### Data lines

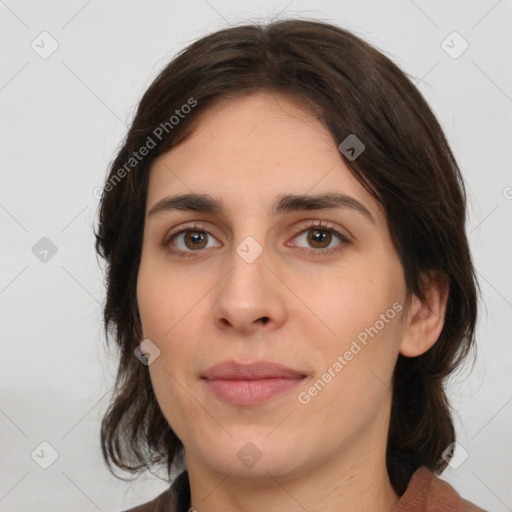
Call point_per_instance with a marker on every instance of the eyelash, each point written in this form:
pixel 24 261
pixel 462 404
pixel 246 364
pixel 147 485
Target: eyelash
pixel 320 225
...
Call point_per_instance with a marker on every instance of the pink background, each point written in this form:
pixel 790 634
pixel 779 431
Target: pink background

### Given request
Please rescale the stretch from the line containing "the eyelash, each" through the line containing "pixel 320 225", both ends included. Write out only those lines, requests and all, with each pixel coordinate in the answers multiplied by 0.25 and rounded to a whole number, halves going up.

### Reply
Call point_per_instance with a marker on every instance of the eyelash, each point written in this form:
pixel 24 261
pixel 462 404
pixel 246 364
pixel 147 485
Target: eyelash
pixel 80 56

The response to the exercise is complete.